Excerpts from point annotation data
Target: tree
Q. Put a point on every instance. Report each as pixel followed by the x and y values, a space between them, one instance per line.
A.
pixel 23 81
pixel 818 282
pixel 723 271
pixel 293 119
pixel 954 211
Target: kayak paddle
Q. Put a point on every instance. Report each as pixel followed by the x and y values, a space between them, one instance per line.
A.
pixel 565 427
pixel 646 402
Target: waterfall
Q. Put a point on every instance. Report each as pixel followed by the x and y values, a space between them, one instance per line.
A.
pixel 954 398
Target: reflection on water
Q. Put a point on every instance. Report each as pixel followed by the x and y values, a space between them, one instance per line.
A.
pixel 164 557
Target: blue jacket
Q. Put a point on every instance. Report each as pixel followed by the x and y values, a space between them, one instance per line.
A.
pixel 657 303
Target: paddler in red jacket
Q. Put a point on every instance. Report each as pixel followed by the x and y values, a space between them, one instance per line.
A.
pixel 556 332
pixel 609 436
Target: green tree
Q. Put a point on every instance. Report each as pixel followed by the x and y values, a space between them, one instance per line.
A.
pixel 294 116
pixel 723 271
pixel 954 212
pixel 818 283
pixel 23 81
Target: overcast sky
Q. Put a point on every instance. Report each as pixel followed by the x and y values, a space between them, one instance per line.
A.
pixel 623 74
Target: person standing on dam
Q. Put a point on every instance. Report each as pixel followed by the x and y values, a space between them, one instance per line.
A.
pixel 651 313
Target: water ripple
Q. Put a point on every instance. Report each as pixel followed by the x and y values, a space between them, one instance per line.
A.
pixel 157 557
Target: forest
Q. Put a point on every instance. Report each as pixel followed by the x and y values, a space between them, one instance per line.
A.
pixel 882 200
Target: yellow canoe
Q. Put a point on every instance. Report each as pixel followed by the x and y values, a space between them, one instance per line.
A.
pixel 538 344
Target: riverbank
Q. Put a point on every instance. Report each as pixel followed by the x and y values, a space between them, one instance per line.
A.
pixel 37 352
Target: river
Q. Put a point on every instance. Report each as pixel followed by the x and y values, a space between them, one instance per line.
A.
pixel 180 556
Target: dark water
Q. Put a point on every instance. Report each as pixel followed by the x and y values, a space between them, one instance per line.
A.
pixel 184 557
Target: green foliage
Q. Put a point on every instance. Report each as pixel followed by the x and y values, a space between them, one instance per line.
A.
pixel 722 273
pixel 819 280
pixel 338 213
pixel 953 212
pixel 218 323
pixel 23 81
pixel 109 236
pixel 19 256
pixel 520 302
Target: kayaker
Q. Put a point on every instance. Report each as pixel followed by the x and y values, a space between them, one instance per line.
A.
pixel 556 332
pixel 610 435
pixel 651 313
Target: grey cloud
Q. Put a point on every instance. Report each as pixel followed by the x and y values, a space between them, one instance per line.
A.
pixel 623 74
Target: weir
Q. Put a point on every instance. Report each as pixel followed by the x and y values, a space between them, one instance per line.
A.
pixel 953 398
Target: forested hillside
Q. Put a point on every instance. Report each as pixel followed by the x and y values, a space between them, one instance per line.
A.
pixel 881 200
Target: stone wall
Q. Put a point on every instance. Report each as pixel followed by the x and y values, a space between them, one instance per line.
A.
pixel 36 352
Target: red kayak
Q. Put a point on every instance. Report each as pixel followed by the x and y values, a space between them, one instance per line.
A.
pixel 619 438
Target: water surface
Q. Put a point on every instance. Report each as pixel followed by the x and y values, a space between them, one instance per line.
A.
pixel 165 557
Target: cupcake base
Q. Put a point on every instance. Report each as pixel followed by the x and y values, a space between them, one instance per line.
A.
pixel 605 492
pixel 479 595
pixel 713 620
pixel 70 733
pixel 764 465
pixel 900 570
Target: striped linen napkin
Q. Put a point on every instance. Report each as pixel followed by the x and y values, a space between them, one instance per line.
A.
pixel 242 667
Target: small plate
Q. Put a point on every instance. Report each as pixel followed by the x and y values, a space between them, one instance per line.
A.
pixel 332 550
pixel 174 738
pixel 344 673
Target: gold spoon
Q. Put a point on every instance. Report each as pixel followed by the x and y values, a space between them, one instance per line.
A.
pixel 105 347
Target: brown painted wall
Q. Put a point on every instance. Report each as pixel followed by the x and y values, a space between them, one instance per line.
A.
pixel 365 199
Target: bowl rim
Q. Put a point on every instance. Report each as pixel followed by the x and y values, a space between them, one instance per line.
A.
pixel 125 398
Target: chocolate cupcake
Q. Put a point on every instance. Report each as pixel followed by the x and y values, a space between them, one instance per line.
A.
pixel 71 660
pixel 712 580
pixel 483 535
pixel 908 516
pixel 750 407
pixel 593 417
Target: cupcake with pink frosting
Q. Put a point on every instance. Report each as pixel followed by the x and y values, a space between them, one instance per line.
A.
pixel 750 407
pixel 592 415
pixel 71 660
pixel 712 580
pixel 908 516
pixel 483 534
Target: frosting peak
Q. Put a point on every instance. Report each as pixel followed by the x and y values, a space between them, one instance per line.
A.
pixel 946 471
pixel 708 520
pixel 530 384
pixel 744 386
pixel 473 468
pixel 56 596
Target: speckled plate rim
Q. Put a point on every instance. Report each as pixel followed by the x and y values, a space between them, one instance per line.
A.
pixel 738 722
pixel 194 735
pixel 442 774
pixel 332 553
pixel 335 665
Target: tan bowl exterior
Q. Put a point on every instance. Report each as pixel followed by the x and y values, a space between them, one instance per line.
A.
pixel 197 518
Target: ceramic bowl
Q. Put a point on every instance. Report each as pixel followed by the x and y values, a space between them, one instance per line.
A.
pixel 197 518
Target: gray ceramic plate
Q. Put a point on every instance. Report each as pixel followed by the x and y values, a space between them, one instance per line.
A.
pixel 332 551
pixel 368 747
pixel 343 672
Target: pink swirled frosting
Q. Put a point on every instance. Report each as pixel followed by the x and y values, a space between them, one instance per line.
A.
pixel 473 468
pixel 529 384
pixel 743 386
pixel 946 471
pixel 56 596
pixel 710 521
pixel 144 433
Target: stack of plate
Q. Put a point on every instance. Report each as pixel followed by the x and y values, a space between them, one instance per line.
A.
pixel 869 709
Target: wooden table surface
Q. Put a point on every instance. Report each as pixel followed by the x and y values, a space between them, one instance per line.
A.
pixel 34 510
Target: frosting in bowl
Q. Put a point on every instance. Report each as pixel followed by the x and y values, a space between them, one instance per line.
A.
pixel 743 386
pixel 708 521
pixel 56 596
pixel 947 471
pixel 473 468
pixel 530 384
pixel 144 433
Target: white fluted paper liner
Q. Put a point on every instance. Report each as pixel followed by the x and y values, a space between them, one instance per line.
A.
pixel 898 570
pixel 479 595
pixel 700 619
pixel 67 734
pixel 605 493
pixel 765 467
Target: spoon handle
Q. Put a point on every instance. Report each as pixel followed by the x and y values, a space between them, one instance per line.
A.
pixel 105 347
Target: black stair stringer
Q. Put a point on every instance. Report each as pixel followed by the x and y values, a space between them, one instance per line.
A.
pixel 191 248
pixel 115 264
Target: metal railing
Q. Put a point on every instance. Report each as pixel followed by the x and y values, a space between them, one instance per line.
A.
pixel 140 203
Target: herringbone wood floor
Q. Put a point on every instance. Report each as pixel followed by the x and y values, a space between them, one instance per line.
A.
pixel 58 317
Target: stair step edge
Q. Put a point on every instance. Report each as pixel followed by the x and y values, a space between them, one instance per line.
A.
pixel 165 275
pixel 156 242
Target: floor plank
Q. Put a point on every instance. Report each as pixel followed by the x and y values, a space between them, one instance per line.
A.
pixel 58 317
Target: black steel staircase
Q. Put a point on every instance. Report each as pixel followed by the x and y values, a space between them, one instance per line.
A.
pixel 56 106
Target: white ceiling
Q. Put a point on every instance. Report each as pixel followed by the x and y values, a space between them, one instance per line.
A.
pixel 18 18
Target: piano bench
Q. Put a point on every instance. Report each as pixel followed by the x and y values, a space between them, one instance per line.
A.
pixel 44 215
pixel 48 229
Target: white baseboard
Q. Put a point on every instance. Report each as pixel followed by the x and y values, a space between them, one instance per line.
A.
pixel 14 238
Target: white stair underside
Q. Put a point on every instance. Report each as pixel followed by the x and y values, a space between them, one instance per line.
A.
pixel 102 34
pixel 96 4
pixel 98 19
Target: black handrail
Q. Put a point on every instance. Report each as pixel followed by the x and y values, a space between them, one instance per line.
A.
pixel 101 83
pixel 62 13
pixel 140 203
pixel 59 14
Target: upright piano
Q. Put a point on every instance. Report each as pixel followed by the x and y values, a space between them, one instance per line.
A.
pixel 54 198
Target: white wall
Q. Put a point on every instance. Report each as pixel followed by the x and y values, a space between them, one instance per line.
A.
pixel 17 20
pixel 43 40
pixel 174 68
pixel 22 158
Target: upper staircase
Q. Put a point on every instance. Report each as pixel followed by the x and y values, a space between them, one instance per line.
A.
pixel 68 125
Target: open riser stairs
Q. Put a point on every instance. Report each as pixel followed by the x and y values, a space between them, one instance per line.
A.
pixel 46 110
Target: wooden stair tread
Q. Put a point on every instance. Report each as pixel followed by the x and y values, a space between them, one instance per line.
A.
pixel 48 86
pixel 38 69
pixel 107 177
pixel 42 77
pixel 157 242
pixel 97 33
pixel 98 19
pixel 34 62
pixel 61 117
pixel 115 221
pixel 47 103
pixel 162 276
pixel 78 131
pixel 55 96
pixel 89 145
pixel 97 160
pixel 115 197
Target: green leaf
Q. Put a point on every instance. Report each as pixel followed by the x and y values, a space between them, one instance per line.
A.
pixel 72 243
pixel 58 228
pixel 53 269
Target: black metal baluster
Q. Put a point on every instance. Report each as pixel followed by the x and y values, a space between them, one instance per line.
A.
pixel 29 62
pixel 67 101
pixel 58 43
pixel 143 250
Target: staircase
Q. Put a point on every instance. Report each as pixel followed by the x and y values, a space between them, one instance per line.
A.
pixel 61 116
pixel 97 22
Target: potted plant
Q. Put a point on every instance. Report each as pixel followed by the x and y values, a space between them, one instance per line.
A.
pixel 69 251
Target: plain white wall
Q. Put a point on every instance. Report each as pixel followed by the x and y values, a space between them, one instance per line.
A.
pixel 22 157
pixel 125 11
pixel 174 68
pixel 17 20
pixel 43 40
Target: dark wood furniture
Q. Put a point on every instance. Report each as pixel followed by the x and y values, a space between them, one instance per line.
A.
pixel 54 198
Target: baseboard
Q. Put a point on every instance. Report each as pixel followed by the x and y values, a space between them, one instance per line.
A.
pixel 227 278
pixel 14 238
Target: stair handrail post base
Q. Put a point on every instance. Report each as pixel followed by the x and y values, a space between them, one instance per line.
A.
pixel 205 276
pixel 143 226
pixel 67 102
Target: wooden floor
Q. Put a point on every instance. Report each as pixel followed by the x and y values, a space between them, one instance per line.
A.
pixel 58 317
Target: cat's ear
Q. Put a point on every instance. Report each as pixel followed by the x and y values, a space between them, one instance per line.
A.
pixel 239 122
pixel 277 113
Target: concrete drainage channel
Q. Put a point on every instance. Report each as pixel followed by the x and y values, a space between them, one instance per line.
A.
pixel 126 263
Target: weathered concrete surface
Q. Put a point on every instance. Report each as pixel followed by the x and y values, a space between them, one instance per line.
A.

◆ Exercise prompt:
Could you render the stretch of the listing from the line containing "Target: open riser stairs" through the line containing "pixel 46 110", both included, as a JSON list of strings with one string per line and any blank lines omitted?

◆ Exercise response:
[
  "Target: open riser stairs",
  "Q. Put a point on every instance. Report each as pixel followed by the x and y values, a space between them, one instance per line.",
  "A.",
  "pixel 46 110"
]